++++ TEXT PASSAGE

Thank you guys, I really appreciate your answers. I don't have access to the
cluster right now, I'll check the info you are asking and come back in a
couple of hours.
BTW, I tried the app on two clusters with similar results. I'm using 0.21.0.

thanks again, Alberto.

On 21 June 2011 14:16, GOEKE, MATTHEW (AG/1000)
<[email protected]>wrote:

> Harsh,
>
> Is it possible for mapred.reduce.slowstart.completed.maps to even play a
> significant role in this? The only benefit he would find in tweaking that
> for his problem would be to spread network traffic from the shuffle over a
> longer period of time at a cost of having the reducer using resources
> earlier. Either way he would see this effect across both sets of runs if he
> is using the default parameters. I guess it would all depend on what kind of
> network layout the cluster is on.
>
> Matt
>
> -----Original Message-----
> From: Harsh J [mailto:[email protected]]
> Sent: Tuesday, June 21, 2011 12:09 PM
> To: [email protected]
> Subject: Re: Poor scalability with map reduce application
>
> Alberto,
>
> On Tue, Jun 21, 2011 at 10:27 PM, Alberto Andreotti
> <[email protected]> wrote:
> > I don't know if speculatives maps are on, I'll check it. One thing I
> > observed is that reduces begin before all maps have finished. Let me
> check
> > also if the difference is on the map side or in the reduce. I believe
> it's
> > balanced, both are slower when adding more nodes, but i'll confirm that.

++++++++

● EXERCISE SET:
1 – In the MapReduce thread, which version does Alberto say he is using?
2 – Carry on the MapReduce thread from its final line.
The data after this point is not required.

++++ SUPPLIED DATA

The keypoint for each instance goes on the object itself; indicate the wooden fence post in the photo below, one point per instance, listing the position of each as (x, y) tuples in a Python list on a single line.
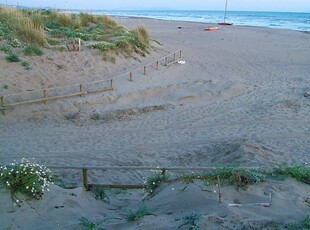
[(3, 106), (81, 90), (145, 70), (85, 179), (45, 96), (130, 77)]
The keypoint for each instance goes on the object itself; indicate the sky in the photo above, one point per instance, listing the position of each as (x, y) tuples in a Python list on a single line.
[(238, 5)]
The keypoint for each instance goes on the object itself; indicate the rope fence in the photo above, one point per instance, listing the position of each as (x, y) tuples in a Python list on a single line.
[(49, 94), (87, 186)]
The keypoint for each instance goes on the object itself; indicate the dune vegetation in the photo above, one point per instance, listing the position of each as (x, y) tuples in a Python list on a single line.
[(53, 30)]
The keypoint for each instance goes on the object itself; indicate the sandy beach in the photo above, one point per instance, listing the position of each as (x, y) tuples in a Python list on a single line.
[(239, 98)]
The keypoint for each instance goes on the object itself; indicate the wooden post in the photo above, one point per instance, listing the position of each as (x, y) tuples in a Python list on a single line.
[(130, 77), (81, 90), (45, 96), (3, 106), (145, 70), (85, 180)]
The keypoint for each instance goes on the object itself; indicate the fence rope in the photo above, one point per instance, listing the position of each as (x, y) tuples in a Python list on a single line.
[(45, 96)]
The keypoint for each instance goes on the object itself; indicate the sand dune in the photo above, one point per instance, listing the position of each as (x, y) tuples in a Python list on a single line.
[(239, 98)]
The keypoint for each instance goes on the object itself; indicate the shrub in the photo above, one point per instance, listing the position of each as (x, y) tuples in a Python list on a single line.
[(12, 58), (31, 50), (6, 49), (64, 19), (106, 20), (26, 178), (21, 25), (5, 86), (300, 173)]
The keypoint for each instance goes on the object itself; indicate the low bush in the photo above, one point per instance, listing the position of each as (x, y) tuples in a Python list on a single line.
[(32, 50), (25, 177), (6, 49)]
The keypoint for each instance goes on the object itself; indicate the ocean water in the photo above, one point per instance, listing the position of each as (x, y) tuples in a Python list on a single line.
[(280, 20)]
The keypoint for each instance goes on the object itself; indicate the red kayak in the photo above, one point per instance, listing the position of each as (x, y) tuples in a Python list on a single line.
[(225, 24), (211, 28)]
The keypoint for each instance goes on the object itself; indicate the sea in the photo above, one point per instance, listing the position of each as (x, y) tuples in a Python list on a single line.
[(280, 20)]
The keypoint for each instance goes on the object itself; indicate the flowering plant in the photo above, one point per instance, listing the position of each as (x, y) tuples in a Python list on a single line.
[(25, 177)]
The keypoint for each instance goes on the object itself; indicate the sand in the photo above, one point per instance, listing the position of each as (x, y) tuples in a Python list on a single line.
[(239, 98)]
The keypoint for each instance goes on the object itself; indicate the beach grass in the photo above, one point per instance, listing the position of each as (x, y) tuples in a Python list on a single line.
[(140, 213), (50, 29)]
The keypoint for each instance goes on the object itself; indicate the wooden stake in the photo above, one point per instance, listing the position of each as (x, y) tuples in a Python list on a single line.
[(145, 70), (81, 90), (45, 96), (2, 101), (219, 185), (3, 106), (85, 179), (157, 65), (130, 77)]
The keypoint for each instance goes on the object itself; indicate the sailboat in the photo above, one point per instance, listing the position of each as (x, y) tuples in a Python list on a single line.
[(224, 23)]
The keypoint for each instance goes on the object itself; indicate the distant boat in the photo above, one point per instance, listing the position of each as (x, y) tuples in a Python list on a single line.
[(224, 23)]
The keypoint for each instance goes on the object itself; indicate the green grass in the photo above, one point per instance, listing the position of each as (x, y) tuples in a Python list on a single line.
[(47, 28), (90, 225), (152, 182), (100, 194), (140, 213), (32, 50), (300, 173), (229, 175)]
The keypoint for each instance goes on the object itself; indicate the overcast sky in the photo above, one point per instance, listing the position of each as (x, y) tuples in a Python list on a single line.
[(253, 5)]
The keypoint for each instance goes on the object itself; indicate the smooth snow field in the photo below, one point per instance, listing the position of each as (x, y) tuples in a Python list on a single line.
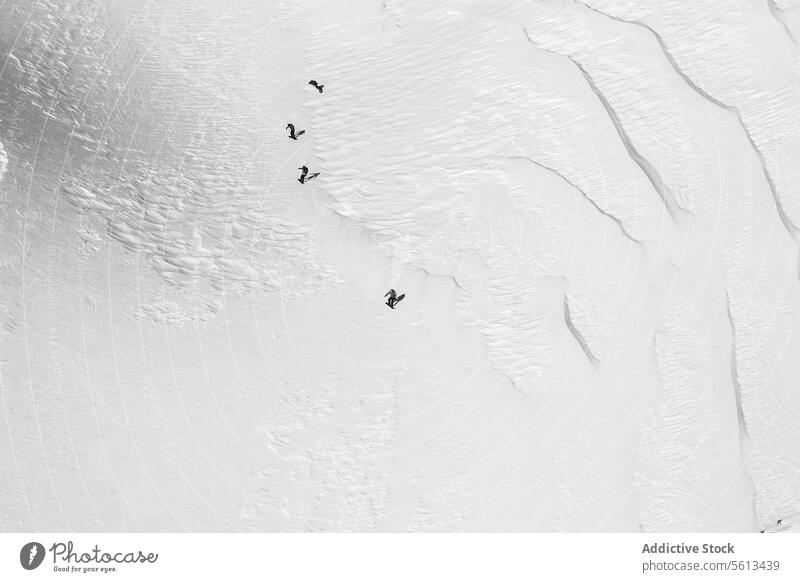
[(591, 208)]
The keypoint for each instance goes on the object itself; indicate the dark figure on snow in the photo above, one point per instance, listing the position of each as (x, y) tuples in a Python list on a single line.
[(305, 176), (292, 134), (394, 298)]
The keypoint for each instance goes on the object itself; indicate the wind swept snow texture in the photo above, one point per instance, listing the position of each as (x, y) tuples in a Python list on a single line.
[(591, 207)]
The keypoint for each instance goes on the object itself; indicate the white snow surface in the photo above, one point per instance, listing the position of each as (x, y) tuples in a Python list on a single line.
[(592, 207)]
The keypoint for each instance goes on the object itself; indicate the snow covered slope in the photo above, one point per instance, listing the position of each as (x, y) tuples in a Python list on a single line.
[(592, 207)]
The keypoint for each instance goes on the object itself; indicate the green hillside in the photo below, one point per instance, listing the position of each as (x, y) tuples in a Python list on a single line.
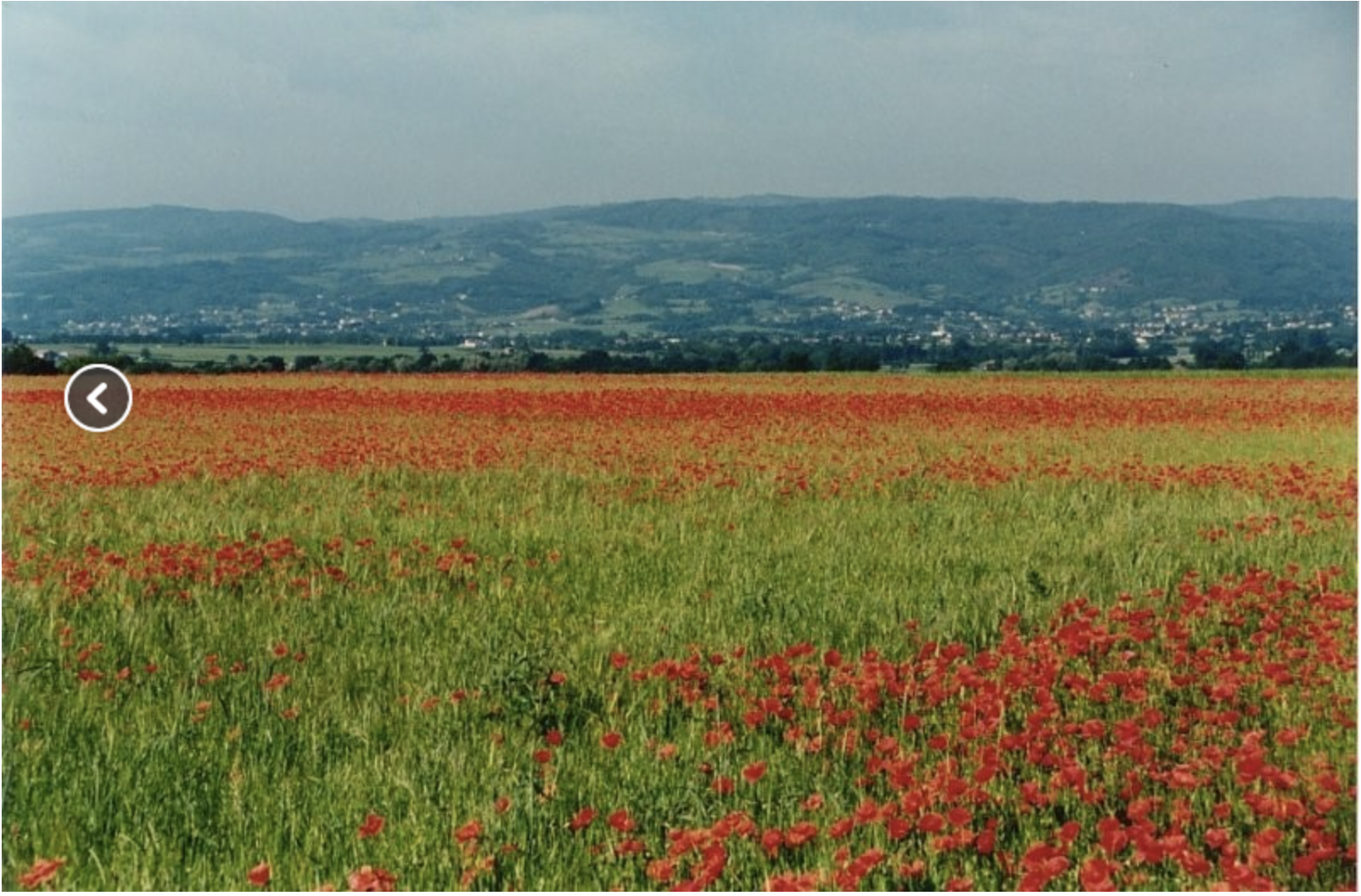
[(674, 267)]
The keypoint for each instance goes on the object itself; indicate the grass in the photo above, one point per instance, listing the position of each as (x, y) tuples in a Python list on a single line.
[(383, 591)]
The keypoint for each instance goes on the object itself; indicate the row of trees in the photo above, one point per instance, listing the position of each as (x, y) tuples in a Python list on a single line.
[(720, 356)]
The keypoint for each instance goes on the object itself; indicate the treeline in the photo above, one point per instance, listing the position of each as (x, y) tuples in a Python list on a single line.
[(738, 356)]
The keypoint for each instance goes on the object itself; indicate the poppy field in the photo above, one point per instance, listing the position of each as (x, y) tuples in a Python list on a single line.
[(728, 632)]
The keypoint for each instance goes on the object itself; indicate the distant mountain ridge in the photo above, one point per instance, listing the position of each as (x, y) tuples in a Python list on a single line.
[(674, 267)]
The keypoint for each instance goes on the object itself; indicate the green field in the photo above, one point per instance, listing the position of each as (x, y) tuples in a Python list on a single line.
[(259, 614)]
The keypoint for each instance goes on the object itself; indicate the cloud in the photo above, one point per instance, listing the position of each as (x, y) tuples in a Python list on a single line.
[(410, 109)]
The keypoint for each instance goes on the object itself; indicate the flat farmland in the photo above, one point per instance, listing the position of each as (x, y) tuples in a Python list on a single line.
[(732, 632)]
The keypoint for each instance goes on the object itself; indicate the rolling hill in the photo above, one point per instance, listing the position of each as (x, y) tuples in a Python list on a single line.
[(674, 267)]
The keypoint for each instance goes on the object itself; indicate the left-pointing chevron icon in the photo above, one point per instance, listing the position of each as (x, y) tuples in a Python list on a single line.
[(98, 398)]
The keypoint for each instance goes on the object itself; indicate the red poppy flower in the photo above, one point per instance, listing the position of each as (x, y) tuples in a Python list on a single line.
[(40, 873), (373, 880), (259, 876)]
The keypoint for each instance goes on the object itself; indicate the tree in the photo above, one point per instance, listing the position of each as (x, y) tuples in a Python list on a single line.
[(25, 361)]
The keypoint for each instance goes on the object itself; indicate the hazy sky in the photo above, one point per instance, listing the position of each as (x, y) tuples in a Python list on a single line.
[(403, 110)]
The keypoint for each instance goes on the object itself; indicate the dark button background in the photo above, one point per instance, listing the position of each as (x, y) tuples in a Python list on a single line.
[(116, 398)]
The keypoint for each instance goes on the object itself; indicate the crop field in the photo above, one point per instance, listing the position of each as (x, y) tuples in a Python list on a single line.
[(737, 632)]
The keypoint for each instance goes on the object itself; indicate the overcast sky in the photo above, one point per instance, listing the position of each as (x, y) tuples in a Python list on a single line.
[(405, 110)]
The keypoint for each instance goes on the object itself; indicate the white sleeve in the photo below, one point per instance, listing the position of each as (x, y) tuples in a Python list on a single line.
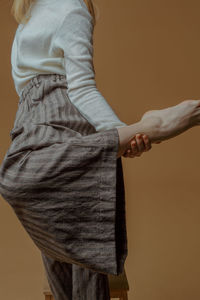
[(75, 38)]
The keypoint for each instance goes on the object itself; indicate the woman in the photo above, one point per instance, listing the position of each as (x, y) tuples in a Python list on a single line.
[(62, 173)]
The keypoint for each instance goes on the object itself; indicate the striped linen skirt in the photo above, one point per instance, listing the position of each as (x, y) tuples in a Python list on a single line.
[(65, 184)]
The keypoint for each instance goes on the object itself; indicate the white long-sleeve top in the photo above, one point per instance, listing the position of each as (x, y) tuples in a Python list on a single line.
[(58, 38)]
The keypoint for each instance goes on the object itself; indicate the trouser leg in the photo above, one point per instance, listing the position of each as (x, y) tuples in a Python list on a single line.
[(72, 282)]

++++++++

● EXERCISE ANSWERS:
1 – 0.21.0

2 –
>
> Maps and reduces are speculative by default, so must've been ON. Could
> you also post a general input vs. output record counts and statistics
> like that between your job runs, to correlate?
>
> The reducers get scheduled early but do not exactly "reduce()" until
> all maps are done. They just keep fetching outputs. Their scheduling
> can be controlled with some configurations (say, to start only after
> X% of maps are done -- by default it starts up when 5% of maps are
> done).
>
> --
> Harsh J
> This e-mail message may contain privileged and/or confidential information,
> and is intended to be received only by persons entitled
> to receive such information. If you have received this e-mail in error,
> please notify the sender immediately. Please delete it and
> all attachments from any servers, hard drives or any other media. Other use
> of this e-mail by you is strictly prohibited.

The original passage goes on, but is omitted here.